==== INFORMATION SUPPLIED

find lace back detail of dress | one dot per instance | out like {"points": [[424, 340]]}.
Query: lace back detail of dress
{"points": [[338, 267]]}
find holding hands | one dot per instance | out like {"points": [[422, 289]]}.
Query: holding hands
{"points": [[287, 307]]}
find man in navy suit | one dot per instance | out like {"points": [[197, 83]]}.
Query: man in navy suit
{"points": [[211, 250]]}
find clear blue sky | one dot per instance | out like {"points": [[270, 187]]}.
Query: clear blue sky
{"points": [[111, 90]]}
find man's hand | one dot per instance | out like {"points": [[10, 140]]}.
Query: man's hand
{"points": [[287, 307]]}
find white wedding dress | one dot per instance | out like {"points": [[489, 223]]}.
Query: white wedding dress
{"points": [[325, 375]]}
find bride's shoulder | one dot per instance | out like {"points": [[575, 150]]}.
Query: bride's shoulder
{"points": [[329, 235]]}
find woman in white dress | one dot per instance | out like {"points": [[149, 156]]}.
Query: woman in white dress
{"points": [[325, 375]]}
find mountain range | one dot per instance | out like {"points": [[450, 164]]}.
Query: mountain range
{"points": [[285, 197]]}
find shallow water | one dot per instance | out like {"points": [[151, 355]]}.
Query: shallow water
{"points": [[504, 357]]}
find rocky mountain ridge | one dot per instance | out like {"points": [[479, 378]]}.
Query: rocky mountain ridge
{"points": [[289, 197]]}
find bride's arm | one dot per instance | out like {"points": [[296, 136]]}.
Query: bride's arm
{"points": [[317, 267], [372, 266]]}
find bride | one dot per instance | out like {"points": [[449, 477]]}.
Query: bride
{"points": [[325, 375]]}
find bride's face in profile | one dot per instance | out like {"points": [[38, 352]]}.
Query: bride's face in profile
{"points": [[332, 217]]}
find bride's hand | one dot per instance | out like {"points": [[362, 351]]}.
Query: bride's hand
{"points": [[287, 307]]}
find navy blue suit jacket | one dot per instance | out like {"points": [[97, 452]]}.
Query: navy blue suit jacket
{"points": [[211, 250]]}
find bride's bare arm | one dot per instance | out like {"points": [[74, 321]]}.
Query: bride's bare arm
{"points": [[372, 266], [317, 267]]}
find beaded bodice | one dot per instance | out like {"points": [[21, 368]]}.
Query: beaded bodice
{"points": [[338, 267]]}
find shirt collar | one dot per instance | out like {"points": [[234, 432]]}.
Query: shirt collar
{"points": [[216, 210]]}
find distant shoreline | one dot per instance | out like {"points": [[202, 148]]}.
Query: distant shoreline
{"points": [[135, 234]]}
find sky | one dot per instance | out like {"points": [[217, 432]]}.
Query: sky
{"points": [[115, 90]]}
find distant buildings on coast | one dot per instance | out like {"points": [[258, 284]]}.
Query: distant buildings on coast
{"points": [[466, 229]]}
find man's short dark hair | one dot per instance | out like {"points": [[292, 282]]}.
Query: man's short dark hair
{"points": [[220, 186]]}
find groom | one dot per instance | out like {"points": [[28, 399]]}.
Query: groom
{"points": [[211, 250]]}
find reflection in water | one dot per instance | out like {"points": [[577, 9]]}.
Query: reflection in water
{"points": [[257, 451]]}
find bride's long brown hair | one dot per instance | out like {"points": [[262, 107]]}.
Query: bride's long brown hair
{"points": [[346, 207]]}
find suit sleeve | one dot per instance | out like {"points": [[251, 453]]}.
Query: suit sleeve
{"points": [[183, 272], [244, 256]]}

========
==== INFORMATION SUPPLIED

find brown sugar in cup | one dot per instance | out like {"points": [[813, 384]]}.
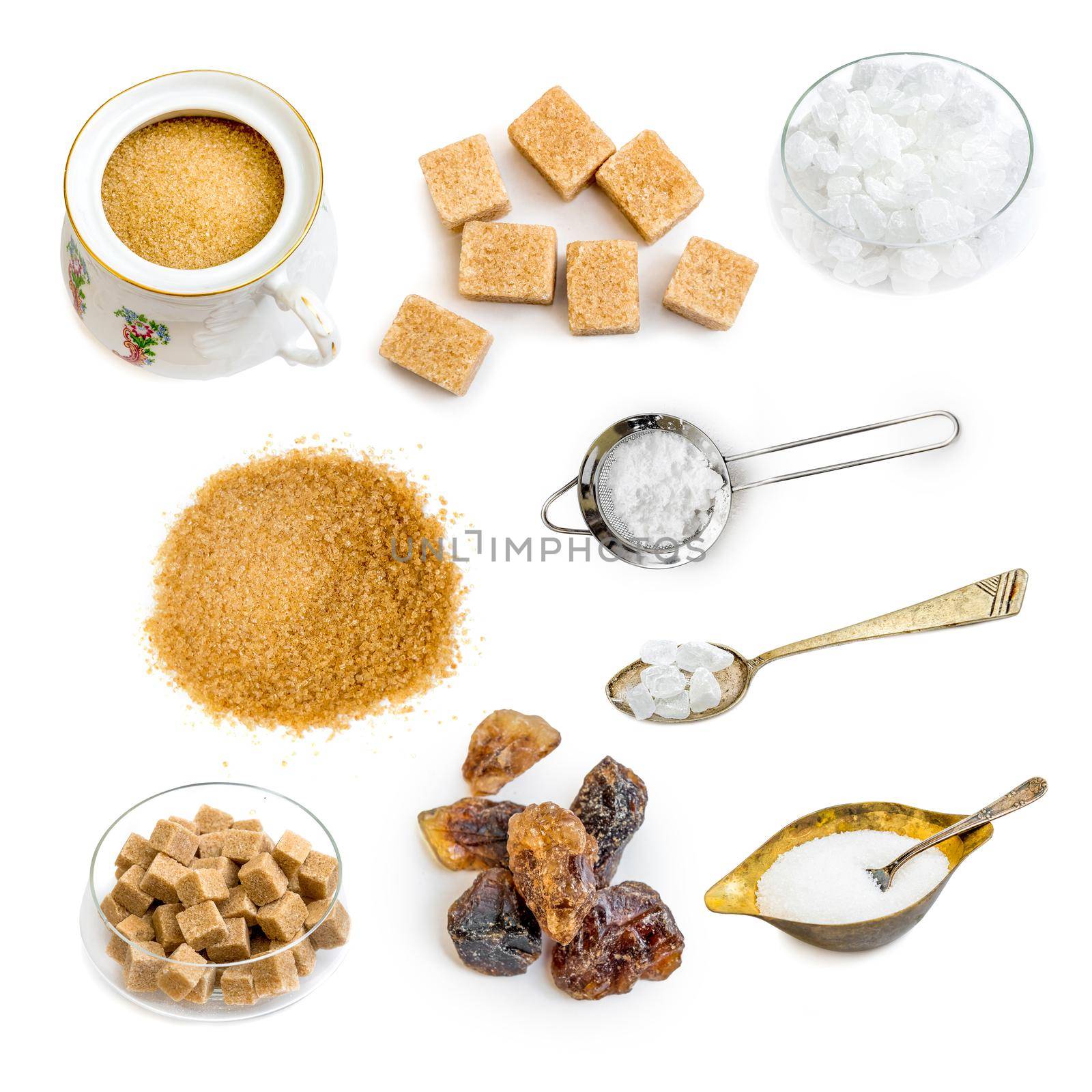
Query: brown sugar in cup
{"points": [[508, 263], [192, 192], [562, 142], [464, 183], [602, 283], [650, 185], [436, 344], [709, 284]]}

========

### TASK INSTRUCTIONS:
Extract every line from the records that contains the word "dark".

### ANSWER FOR THE TASK:
find man's short dark hair | one dot per instance | out like {"points": [[292, 282]]}.
Query: man's short dark hair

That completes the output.